── Excerpted data
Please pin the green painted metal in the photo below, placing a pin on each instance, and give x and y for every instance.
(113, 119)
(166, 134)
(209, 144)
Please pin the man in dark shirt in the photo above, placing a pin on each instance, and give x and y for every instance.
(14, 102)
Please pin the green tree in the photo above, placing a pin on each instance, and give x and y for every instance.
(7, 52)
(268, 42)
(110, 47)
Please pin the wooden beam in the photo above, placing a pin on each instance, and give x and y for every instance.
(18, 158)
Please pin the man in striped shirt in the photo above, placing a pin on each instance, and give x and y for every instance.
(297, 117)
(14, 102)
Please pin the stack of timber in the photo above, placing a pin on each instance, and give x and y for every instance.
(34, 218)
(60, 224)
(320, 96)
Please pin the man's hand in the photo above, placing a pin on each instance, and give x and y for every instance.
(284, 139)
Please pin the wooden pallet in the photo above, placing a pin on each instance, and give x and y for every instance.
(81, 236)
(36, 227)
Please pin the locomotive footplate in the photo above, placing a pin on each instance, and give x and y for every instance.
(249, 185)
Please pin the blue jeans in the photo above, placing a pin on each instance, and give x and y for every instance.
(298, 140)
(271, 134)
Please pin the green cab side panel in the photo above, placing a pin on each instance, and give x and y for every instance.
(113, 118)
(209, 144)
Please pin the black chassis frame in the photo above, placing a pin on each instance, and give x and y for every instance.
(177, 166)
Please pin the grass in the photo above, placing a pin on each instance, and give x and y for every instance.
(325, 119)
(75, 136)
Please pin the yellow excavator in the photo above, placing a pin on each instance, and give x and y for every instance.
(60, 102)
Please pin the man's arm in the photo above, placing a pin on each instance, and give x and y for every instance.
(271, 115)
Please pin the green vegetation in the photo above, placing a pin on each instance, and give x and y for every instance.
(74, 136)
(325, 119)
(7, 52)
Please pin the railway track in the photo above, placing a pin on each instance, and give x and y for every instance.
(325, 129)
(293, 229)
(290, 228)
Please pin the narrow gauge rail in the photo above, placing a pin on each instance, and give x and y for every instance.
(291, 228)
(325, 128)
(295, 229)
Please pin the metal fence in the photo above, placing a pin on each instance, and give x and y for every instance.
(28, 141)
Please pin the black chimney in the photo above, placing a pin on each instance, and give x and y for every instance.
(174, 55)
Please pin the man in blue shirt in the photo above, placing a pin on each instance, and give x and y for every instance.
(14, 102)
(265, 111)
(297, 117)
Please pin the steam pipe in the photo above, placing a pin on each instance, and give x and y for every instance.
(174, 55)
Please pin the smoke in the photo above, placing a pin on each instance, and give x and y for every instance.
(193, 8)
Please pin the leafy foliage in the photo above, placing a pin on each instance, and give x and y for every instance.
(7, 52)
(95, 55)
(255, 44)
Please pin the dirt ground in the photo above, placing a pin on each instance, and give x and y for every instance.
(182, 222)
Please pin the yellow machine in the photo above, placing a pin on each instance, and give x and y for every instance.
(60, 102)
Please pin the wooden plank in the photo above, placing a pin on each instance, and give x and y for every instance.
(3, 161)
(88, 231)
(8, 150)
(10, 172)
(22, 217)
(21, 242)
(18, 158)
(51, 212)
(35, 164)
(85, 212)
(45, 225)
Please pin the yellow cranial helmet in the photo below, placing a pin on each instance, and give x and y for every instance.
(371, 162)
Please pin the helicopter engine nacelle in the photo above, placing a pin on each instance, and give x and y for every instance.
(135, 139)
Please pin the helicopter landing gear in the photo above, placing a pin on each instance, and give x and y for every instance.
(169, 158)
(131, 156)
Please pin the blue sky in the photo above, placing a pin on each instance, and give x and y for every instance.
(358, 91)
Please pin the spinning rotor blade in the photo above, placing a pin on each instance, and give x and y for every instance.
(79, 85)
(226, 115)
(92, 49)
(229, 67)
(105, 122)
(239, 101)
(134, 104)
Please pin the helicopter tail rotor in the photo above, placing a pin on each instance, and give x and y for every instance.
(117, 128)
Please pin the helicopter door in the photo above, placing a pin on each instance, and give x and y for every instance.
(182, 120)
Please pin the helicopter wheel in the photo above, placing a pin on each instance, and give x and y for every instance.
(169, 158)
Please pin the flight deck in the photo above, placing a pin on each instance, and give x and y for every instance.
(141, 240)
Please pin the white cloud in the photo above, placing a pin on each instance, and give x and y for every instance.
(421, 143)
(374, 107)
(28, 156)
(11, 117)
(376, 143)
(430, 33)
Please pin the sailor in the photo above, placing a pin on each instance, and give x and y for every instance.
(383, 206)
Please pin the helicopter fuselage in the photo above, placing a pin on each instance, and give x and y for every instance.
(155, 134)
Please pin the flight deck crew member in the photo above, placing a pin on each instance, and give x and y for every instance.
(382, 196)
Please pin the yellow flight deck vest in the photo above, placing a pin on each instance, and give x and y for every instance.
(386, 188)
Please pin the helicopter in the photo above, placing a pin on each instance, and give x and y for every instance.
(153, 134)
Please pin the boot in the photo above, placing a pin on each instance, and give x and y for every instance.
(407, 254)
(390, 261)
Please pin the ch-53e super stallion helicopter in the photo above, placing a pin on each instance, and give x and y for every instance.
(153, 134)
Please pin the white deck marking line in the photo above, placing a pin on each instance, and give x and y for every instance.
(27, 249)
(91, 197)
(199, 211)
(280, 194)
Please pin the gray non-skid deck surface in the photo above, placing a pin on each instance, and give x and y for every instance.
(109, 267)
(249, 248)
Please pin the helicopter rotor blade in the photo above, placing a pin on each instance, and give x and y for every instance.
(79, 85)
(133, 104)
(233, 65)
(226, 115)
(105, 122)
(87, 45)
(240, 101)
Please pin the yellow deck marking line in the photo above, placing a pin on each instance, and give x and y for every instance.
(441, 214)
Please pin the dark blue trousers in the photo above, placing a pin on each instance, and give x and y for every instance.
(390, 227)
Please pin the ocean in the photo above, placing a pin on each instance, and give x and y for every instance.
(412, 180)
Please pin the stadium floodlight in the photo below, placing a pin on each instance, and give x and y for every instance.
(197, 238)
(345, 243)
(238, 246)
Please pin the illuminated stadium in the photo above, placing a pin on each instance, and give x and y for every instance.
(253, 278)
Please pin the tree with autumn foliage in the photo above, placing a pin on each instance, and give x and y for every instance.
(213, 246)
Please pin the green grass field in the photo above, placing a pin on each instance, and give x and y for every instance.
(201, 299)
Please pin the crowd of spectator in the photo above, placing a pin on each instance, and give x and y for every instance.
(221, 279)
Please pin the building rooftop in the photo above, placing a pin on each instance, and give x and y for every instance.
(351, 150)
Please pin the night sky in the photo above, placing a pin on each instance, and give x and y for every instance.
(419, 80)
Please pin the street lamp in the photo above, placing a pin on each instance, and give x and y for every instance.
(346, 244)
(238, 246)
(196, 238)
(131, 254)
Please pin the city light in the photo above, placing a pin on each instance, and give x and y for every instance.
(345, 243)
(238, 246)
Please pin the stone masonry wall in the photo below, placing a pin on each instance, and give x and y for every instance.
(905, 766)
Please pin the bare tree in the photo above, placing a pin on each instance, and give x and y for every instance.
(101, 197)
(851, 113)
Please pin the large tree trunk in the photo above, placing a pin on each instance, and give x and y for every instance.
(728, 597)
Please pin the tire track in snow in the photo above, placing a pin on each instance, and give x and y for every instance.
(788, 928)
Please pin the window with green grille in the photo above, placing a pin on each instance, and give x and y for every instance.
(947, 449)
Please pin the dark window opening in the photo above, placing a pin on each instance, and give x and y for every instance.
────
Exercise prompt: Your task is to transcribe the listing above in full, exactly as given.

Output of the exercise:
Please pin the green painted metal in the photo below, placing a pin on each instance, and give x and y for every instance.
(113, 119)
(166, 134)
(209, 144)
Please pin the man in dark shirt in the photo above, placing a pin on each instance, and give x and y for every instance.
(14, 102)
Please pin the green tree in the photo above, placing a pin on each instance, and give x and y for every instance.
(7, 52)
(268, 42)
(110, 47)
Please pin the wooden beam in the photo above, placing a pin on each instance, and give x and y for every instance.
(18, 158)
Please pin the man in striped shirt in the photo above, placing a pin on each instance, and give x and y for every instance.
(297, 117)
(14, 102)
Please pin the stack of timber in the photo above, placing a pin on each instance, and give x and y for every instance.
(34, 218)
(60, 224)
(320, 96)
Please pin the man's hand in the photo above, placing a pin on each instance, and give x and y for every instance.
(284, 139)
Please pin the wooden pallet in the photo above, placing a pin on each instance, and give x and y for every instance.
(81, 236)
(36, 227)
Please pin the locomotive footplate in the photo above, placing a pin on each instance, and give x and y for every instance.
(249, 185)
Please pin the blue jeans in the photo above, placing a pin on each instance, and give x and y for every instance.
(298, 140)
(271, 134)
Please pin the green cab side panel in the photo above, placing a pin on each instance, and give x and y for every instance.
(113, 118)
(209, 144)
Please pin the black chassis frame in the photo above, placing a pin on each instance, and give x and y for every instance.
(177, 166)
Please pin the grass in the photo above, placing a pin on each instance, and give x and y for every instance.
(325, 119)
(75, 136)
Please pin the yellow excavator in the photo above, placing a pin on each instance, and give x and y for every instance.
(60, 102)
Please pin the man's arm in the photo above, placing a pin on each instance, and give x and y for every instance.
(271, 115)
Please pin the green vegetation in the photo above, placing a pin on each instance, and give x and y for every instance.
(74, 136)
(325, 119)
(7, 52)
Please pin the railway track in the photo above, placing a pin on each instance, and give x and y for every instance.
(325, 129)
(293, 229)
(290, 228)
Please pin the narrow gauge rail in the photo above, placing a pin on each instance, and give x and y for every instance.
(291, 228)
(325, 128)
(295, 229)
Please pin the metal fence in the photo above, placing a pin on each instance, and give x and y for every instance.
(28, 141)
Please pin the black chimney in the photo above, placing a pin on each instance, and give x and y for every instance.
(174, 55)
Please pin the man in blue shirt in the photo above, placing a pin on each instance, and give x and y for every instance.
(14, 102)
(265, 111)
(297, 117)
Please pin the steam pipe in the photo above, placing a pin on each instance, and give x and y for every instance.
(174, 55)
Please pin the smoke in the photo above, placing a pin on each instance, and give x and y for every instance.
(193, 8)
Please pin the leafy foliage in the photo above, placing a pin on each instance, and give x and y for every instance.
(7, 52)
(95, 55)
(255, 44)
Please pin the dirt ground in the photo above, placing a pin on each instance, and give x and y for every instance.
(182, 222)
Please pin the yellow machine in the photo above, placing a pin on each instance, and give x and y for every instance.
(60, 102)
Please pin the wooden plank in the photo above, placing a pin on each instance, and give x and y for every instance.
(3, 161)
(88, 231)
(8, 150)
(10, 172)
(22, 217)
(21, 242)
(18, 158)
(51, 212)
(35, 164)
(85, 212)
(45, 225)
Please pin the yellow cranial helmet in the photo below, placing a pin on each instance, and give x and y for every instance.
(371, 162)
Please pin the helicopter engine nacelle in the photo above, placing a pin on each instance, and give x and y for every instance.
(135, 139)
Please pin the helicopter landing gear in the photo above, placing a pin on each instance, and give x and y for every instance.
(169, 158)
(131, 156)
Please pin the blue sky in the photo above, placing a pin on each instance, and give x and y for every instance.
(358, 91)
Please pin the spinning rotor blade in the photo above, placing a pin on each instance, and give x and y for every instance.
(79, 85)
(226, 115)
(92, 49)
(229, 67)
(105, 122)
(239, 101)
(134, 104)
Please pin the helicopter tail rotor in the photo above, placing a pin on each instance, and give x and y for every instance.
(117, 128)
Please pin the helicopter door in the photo above, placing a pin on each instance, and give x and y for every instance.
(182, 120)
Please pin the helicopter wheel in the photo above, placing a pin on each instance, and give x and y for every instance.
(169, 158)
Please pin the flight deck in the photo above, placing a pin on each instance, and give x and y for every instance.
(141, 240)
Please pin the white cloud in the photo above, placing a pin on each instance, and give x and y for every instance.
(421, 143)
(374, 107)
(28, 156)
(11, 117)
(376, 143)
(430, 33)
Please pin the sailor in the photo above, placing a pin on each instance, and give x and y for every instance.
(383, 206)
Please pin the helicopter fuselage in the photo above, placing a pin on each instance, and give x and y for every instance.
(155, 134)
Please pin the flight deck crew member in the photo above, placing a pin on each instance, and give x and y for every instance.
(382, 196)
Please pin the yellow flight deck vest in the photo above, placing a pin on each instance, and give x and y for every instance.
(386, 188)
Please pin the helicopter in the photo above, placing a pin on each instance, and give x and y for every instance.
(153, 134)
Please pin the boot in the photo above, placing a pin on each instance, and give x and y for every instance.
(407, 254)
(390, 261)
Please pin the ch-53e super stallion helicopter in the photo above, placing a pin on each instance, and give x and y for every instance.
(153, 134)
Please pin the white deck marking line in the photo above, placing a pin on each instance, and give x and y for every instance.
(27, 249)
(91, 197)
(199, 211)
(280, 194)
Please pin the gray non-skid deck surface in the photo above, placing a pin on each instance, and give x and y for every instance.
(109, 267)
(249, 248)
Please pin the helicopter rotor blade in the photo above, placing a pin on each instance, and give x and y for every instance.
(79, 85)
(133, 104)
(233, 65)
(226, 115)
(105, 122)
(87, 45)
(240, 101)
Please pin the yellow deck marking line in the photo above, placing a pin on each instance, and give x and y for every instance.
(441, 214)
Please pin the dark blue trousers in the photo above, placing a pin on each instance, and give x and y for every instance.
(390, 227)
Please pin the ocean in the photo above, placing a pin on each instance, and give x and y for every instance.
(412, 180)
Please pin the stadium floodlight in the photo below, placing a pin on each instance, and give x and y for every instance.
(197, 238)
(345, 243)
(238, 246)
Please pin the illuminated stadium in the photo above, placing a pin on each instance, and give x and y for every instance.
(253, 278)
Please pin the tree with autumn foliage in the photo above, placing a pin on each instance, and give x and y for every instance.
(213, 246)
Please pin the green grass field in the photo above, placing a pin on each instance, and give x and y for every instance.
(201, 299)
Please pin the crowd of spectator in the photo above, placing a pin on each instance, and give x and y for every instance.
(221, 279)
Please pin the building rooftop in the photo above, placing a pin on each instance, and give x and y for every instance.
(351, 150)
Please pin the night sky in the photo above, placing a pin on each instance, and give x and y for every instance.
(419, 80)
Please pin the street lamp in the photo above, placing a pin on each instance, and give x and y for every instance.
(346, 244)
(238, 246)
(196, 238)
(131, 254)
Please pin the city light in the photo above, placing a pin on each instance, and give x and y for every instance.
(345, 243)
(238, 246)
Please pin the stone masonry wall in the photo below, placing a pin on each instance, and give x and y for every instance.
(905, 766)
Please pin the bare tree in the photo above, placing a pin on each instance, and give x and y for every instance.
(101, 197)
(851, 113)
Please pin the large tree trunk in the photo above, placing a pin on each instance, and give x and y for every instance.
(728, 597)
Please pin the tire track in snow in the photo above, placing a pin on each instance, and give x and y for every instance.
(788, 928)
Please pin the window with green grille in the photo above, placing a pin on each instance, and give x and y for every instance.
(947, 449)
Please pin the dark window opening in the photo above, placing a pin on each instance, and give x and y for every instance.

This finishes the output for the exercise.